Assignment –
Filter the rows below, copying every line that contains the word "then" with matching case.

___ Data provided ___

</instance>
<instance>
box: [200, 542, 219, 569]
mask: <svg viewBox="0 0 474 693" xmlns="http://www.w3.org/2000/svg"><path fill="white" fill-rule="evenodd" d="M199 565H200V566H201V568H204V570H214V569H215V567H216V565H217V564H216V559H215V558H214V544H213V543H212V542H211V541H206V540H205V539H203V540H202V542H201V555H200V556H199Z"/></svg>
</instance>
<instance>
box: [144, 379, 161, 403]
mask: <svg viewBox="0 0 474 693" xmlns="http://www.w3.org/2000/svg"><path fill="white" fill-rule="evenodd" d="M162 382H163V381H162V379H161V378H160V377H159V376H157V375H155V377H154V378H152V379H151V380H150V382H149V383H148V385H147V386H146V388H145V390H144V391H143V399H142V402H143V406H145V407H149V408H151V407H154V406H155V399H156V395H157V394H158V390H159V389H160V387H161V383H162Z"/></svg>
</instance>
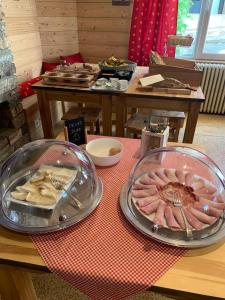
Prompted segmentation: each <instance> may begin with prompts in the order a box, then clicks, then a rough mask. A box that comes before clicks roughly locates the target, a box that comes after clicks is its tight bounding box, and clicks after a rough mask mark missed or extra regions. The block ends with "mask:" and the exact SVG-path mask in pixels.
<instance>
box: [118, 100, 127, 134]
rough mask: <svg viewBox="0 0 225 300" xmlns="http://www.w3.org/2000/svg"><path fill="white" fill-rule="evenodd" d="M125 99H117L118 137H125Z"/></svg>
mask: <svg viewBox="0 0 225 300" xmlns="http://www.w3.org/2000/svg"><path fill="white" fill-rule="evenodd" d="M126 111H127V110H126V105H125V98H123V97H117V99H116V136H121V137H123V136H124V126H125V113H126Z"/></svg>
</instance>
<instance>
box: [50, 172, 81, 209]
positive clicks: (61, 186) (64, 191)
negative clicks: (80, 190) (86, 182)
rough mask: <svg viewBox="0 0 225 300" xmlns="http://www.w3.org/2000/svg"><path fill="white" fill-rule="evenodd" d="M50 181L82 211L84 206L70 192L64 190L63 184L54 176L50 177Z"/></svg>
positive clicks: (80, 202) (57, 188)
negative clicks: (71, 199)
mask: <svg viewBox="0 0 225 300" xmlns="http://www.w3.org/2000/svg"><path fill="white" fill-rule="evenodd" d="M48 178H49V180H50V181H51V183H52V185H53V186H54V187H55V188H56V189H57V190H59V191H64V192H65V193H66V194H67V195H68V196H69V197H70V198H71V199H72V200H73V203H74V204H75V205H76V207H77V208H79V209H82V208H83V207H84V206H83V204H82V203H81V202H80V201H79V200H78V199H77V198H76V197H75V196H73V195H72V194H70V193H68V191H67V190H66V189H65V188H64V185H63V183H62V182H60V181H59V180H57V179H56V178H54V176H52V175H49V176H48Z"/></svg>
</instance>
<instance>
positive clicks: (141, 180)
mask: <svg viewBox="0 0 225 300" xmlns="http://www.w3.org/2000/svg"><path fill="white" fill-rule="evenodd" d="M120 204H121V208H122V211H123V213H124V214H125V216H126V217H127V219H128V220H129V221H130V222H131V223H132V224H133V225H134V226H135V227H136V228H137V229H139V230H140V231H141V232H142V233H144V234H146V235H148V236H149V237H152V238H154V239H156V240H158V241H161V242H164V243H167V244H171V245H175V246H182V247H190V248H194V247H203V246H206V245H210V244H212V243H215V242H217V241H219V240H220V239H222V238H224V237H225V224H224V219H225V218H224V211H225V179H224V176H223V174H222V173H221V171H220V169H219V168H218V167H217V165H216V164H215V163H214V162H213V161H212V160H211V159H210V158H209V157H208V156H207V155H205V154H203V153H201V152H199V151H197V150H193V149H191V148H185V147H172V148H158V149H155V150H151V151H149V152H147V153H146V154H145V156H144V157H142V158H141V159H140V160H139V161H138V162H137V164H136V165H135V166H134V168H133V170H132V172H131V174H130V178H129V181H128V183H127V184H126V185H125V186H124V188H123V190H122V192H121V199H120Z"/></svg>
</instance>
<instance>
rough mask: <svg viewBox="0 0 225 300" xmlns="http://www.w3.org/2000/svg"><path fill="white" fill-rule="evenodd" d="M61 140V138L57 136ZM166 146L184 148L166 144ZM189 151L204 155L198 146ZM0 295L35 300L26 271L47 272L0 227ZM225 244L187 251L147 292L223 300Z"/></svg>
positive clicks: (27, 251)
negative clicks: (193, 150)
mask: <svg viewBox="0 0 225 300" xmlns="http://www.w3.org/2000/svg"><path fill="white" fill-rule="evenodd" d="M59 138H60V139H63V138H64V136H63V134H62V135H60V136H59ZM169 145H170V146H177V145H182V146H184V144H176V143H169ZM185 146H191V147H192V148H195V149H198V150H200V151H202V152H203V151H204V150H203V149H202V147H200V146H194V145H185ZM0 264H1V268H0V293H2V294H3V295H4V297H5V300H37V298H36V294H35V290H34V287H33V284H32V281H31V277H30V274H29V271H31V270H32V271H37V270H38V271H43V272H48V268H47V266H46V264H45V263H44V261H43V260H42V258H41V257H40V255H39V254H38V251H37V250H36V249H35V247H34V245H33V243H32V241H31V239H30V238H29V236H26V235H23V234H19V233H16V232H13V231H9V230H7V229H5V228H3V227H1V226H0ZM224 270H225V244H224V243H223V242H221V243H218V244H216V245H212V246H209V247H206V248H202V249H195V250H190V251H188V252H187V254H186V255H185V256H183V257H181V258H180V259H179V261H178V262H177V263H176V264H175V265H174V266H173V267H172V268H170V269H169V271H168V272H167V273H166V274H165V275H163V276H162V277H161V278H160V279H159V280H158V281H157V282H156V283H155V284H154V285H153V286H152V287H151V290H155V291H157V292H162V293H165V294H172V295H176V296H177V297H178V298H179V299H193V300H194V299H208V298H209V297H218V298H221V299H224V298H225V288H224V287H225V272H224Z"/></svg>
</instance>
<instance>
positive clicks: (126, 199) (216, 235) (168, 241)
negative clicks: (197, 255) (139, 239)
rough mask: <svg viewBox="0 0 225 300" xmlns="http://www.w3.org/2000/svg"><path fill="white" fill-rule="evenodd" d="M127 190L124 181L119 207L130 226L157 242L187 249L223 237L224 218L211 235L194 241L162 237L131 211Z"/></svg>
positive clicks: (220, 238)
mask: <svg viewBox="0 0 225 300" xmlns="http://www.w3.org/2000/svg"><path fill="white" fill-rule="evenodd" d="M127 192H128V183H125V184H124V185H123V186H122V189H121V192H120V196H119V201H120V208H121V210H122V212H123V214H124V216H125V218H126V219H127V221H129V222H130V223H131V225H132V226H134V227H135V228H136V229H137V230H138V231H139V232H140V233H142V234H144V235H145V236H147V237H148V238H152V239H154V240H156V241H158V242H161V243H164V244H167V245H170V246H175V247H182V248H189V249H194V248H203V247H207V246H210V245H212V244H215V243H217V242H219V241H221V240H222V239H225V219H224V218H223V220H222V221H221V224H220V226H219V229H218V230H217V231H216V232H215V233H214V234H212V235H211V236H209V237H207V238H204V239H201V240H194V241H191V240H190V241H188V240H187V241H185V240H180V241H179V240H175V239H173V238H166V237H163V236H161V235H159V234H157V232H153V231H151V230H150V229H147V228H146V227H145V226H144V225H143V224H141V222H140V221H139V220H137V219H136V218H135V217H134V215H133V213H132V212H131V210H130V208H129V205H128V198H127Z"/></svg>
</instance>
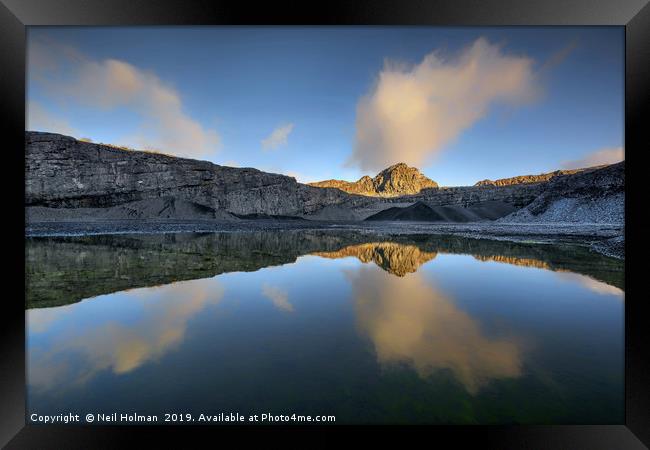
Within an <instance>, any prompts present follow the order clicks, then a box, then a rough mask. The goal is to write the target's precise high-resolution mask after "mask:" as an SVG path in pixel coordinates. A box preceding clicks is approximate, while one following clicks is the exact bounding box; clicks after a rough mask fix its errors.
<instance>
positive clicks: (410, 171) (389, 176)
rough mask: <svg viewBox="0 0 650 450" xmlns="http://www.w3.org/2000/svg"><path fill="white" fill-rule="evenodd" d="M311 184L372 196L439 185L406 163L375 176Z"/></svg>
mask: <svg viewBox="0 0 650 450" xmlns="http://www.w3.org/2000/svg"><path fill="white" fill-rule="evenodd" d="M309 184H310V185H312V186H316V187H334V188H337V189H340V190H342V191H345V192H348V193H350V194H361V195H367V196H372V197H399V196H401V195H411V194H418V193H419V192H420V191H422V190H423V189H430V188H437V187H438V183H436V182H435V181H433V180H431V179H429V178H427V177H426V176H424V175H422V173H420V171H419V170H418V169H416V168H415V167H409V166H408V165H406V164H404V163H397V164H394V165H392V166H390V167H387V168H386V169H384V170H382V171H381V172H379V173H378V174H377V175H375V177H374V178H370V177H369V176H368V175H364V176H363V177H361V178H359V180H357V181H355V182H349V181H341V180H326V181H318V182H315V183H309Z"/></svg>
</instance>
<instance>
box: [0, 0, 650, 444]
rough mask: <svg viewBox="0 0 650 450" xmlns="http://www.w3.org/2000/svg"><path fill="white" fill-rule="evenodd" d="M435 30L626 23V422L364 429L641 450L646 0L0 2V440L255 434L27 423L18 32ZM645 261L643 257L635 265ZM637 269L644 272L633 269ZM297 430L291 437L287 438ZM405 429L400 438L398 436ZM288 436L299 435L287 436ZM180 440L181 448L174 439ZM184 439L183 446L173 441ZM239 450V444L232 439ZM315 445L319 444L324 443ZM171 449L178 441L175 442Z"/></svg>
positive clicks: (21, 135) (481, 0) (644, 321)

___

Exercise result –
Prompted segmentation: each <instance> may begin with prompts in the order a box, then clicks, then a rough mask. A box that comes before clicks roughly locates the target, a box that comes after clicks is its tight bounding box, and clicks after a rough mask mark missed or extra regions. The block ends with "mask:" and the exact SVG-path mask in pixels.
Within an <instance>, any prompts present follow the order clicks, then a box, then a rough mask. The goal is to write the target's precise high-resolution mask after "mask:" as an SVG path in pixel coordinates. A box preceding clicks is approximate, while one following clicks is the exact bounding box; clicks after a rough mask fix its errors.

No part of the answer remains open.